» **Text passage**:
Three Kinds of Love

In the New Testament, Christ says to his disciples: "You have heard that it was said, You shall love your neighbor and hate your enemy.' But I say to you, Love your enemies and pray for those who persecute you, so that you may be children of your Father in heaven; for he makes his sun rise on the evil and on the good, and sends rain on the righteous and on the unrighteous. For if you love those who love you, what reward do you have? Do not even the tax collectors do the same?" There are, of course, many kinds of love. There is the love between parents and children, there is the love between neighbors, friends, and lovers, and of course the love between a human being and God, to name but a few. Here, Jesus is speaking to his disciples about the love between people, which he says ought to be modeled on the way God loves us -- God loves the righteous and the unrighteous alike. He will later say that this commandment, to love our neighbor, coupled with the commandment to love God, is the entire essence of the law. Christ begins by telling his disciples that they must love their enemies and pray for their persecutors. The concept of our 'enemy', of course, is by no means limited to those people who wish to literally kill or maim or ruin us. Our 'enemy' can also include that person who, at the moment, happens to be aggravating us. As Jesus goes on to point out, there is nothing especially admirable or praiseworthy about loving someone who we know loves us - this is so simple that even tax collectors can do it! The disciples are told that their love has to be much more than this. They will have to love their neighbor even when their love is not returned, even when the neighbor is annoying or cruel and loving is difficult.
We all like to wax sentimental about loving, yet a little authentic self-observation makes it abundantly clear that we rarely if ever can do it. Our lack of success is evident everywhere we look -- from wars between nations, to violence in the streets, to broken homes and families, to all hatred that we hide within our hearts. Real loving is an arduous task. It requires a great deal of effort, a great deal of patience, and a great deal of Grace. Yet, for the most part, we are stunningly misled into believing that we have nothing more to learn about love than what we already figured out by about the age of fourteen. To the contrary, however, the subject of love ought to be the subject of a lifetime of contemplation. A human being is composed of a Body, Heart, and Mind, and each of these components has its own special kind of 'love'.
 (1) The love that has to do with the Body is all about chemical attraction. This is that desperate and dazzling sensation of sexual need and hunger that overtakes us in the presence of certain people, that focuses all our attention on the desire for union with their body and the release of overwhelming physical tension. Pure physical love can be profoundly enjoyable, and as such it is good for the soul and good for a relationship. Human beings have the right to enjoy their sexuality. (Jewish tradition even requires married couples to have sexual relations on the Sabbath). Once the union of bodies and the release of tension have been achieved, however, the 'hunger' disappears, at least temporarily and perhaps forever. So by itself, this kind of love does not sustain a meaningful relationship for very long. And, tragically, the vulgarity that pervades so much of modern culture tends to associate the sex act with filth, while relentlessly insisting that this is all the love we should ever expect or aspire to achieve. Sadly, then, this kind of love is all that some people will ever know.

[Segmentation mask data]
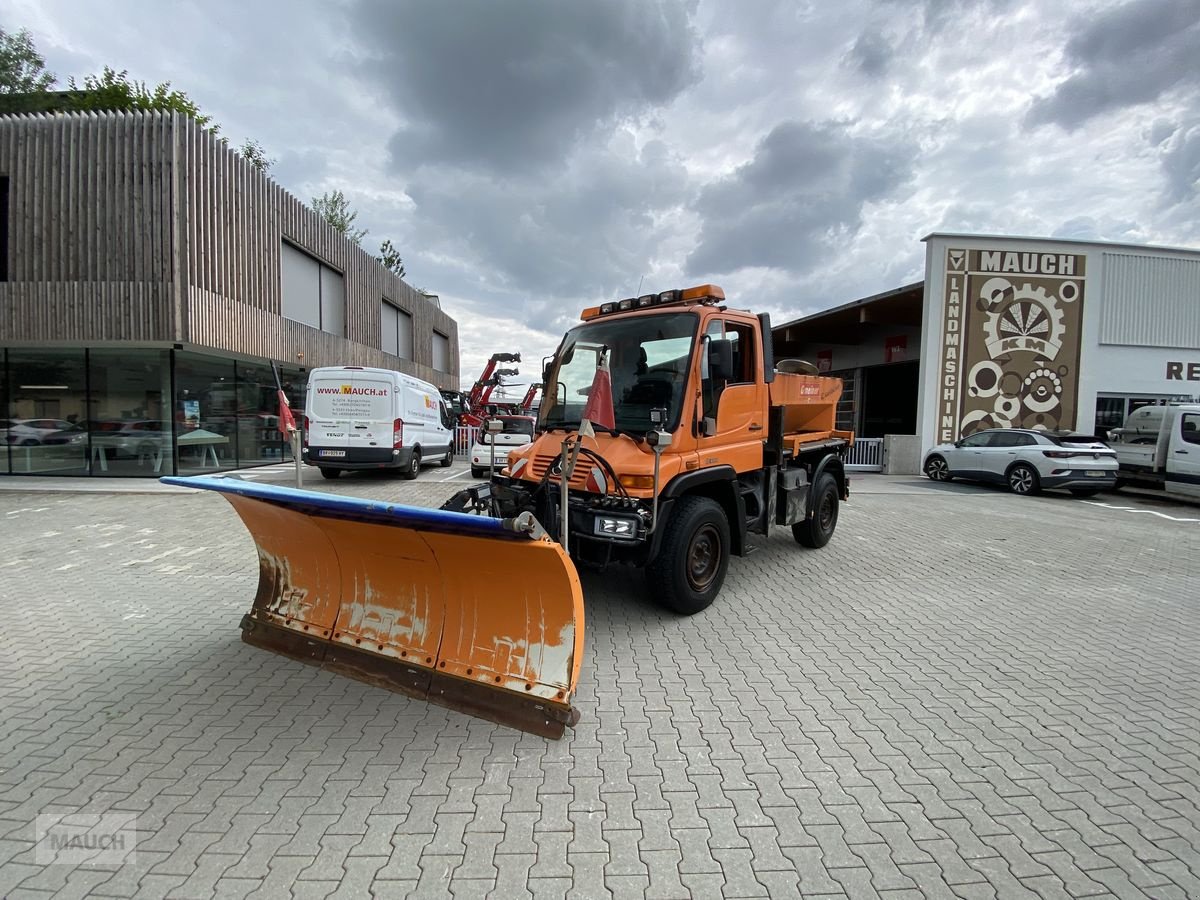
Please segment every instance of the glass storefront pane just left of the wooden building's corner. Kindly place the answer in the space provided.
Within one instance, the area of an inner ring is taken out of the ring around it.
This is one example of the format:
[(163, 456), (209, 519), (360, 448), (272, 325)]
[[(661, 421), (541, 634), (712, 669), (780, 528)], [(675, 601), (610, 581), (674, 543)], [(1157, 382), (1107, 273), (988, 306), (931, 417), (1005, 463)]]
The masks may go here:
[(170, 355), (90, 350), (88, 439), (92, 475), (170, 473)]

» **Work task 1**:
Answer these questions about the essay on love:
(a) What does Jesus say even the tax collectors do?
(b) What three components make up a human being?
(c) What does Jewish tradition require of married couples on the Sabbath?
» **Work task 2**:
Summarize the essay on love in two sentences.
» **Work task 3**:
Carry on the essay on love from its final sentence.

» **Output 1**:
(a) They love those who love them.
(b) The Body, Heart, and Mind.
(c) It requires them to have sexual relations.

» **Output 2**:
Drawing on Christ's command to love our enemies, the essay holds that real love must continue even when it is not returned, and that such love is an arduous task calling for effort, patience, and Grace. It says that each of the Body, Heart, and Mind has its own kind of love, and that the love of the Body, chemical attraction, can be enjoyable but cannot sustain a meaningful relationship on its own.

» **Output 3**:
(2) But most of us will eventually go on to seek the kind of love that has to do with the Heart. This is the kind of love in which we feel a burning need to be utterly fulfilled by the Beloved after our heart has been struck by Cupid's Arrow and we find ourselves hopelessly 'in love'. This is the kind of love that is venerated in much of our literature and art, the exquisite experience of passion, desire, and romance, that we all hope we will find and remain immersed in forever. But unless great care is taken, the erotic force of these wonderful emotions will also eventually begin to dissipate, and ultimately degenerate into something negative. If we focus our attention inward and look honestly at these swirling emotions, we see that they are passive emotions. Rather than actually actively loving the Beloved, we find a desperate emotional need for the Beloved to love us. That is, after the initial exhilaration of falling 'in love', the situation soon deteriorates into a passive/aggressive demand to be loved. This, of course, eventually evokes resentment on the part of the Beloved, and we see this over and over again in the romantic tragedies of our lives, as couples get together, break up, get together in new pairs, break these up too, finally pair up in marriage, and then spend years tied together in misery and loneliness, or get divorced and continue the same old process all over again. This hopeless floundering between ecstasy and despair is all that most of us will ever know of love.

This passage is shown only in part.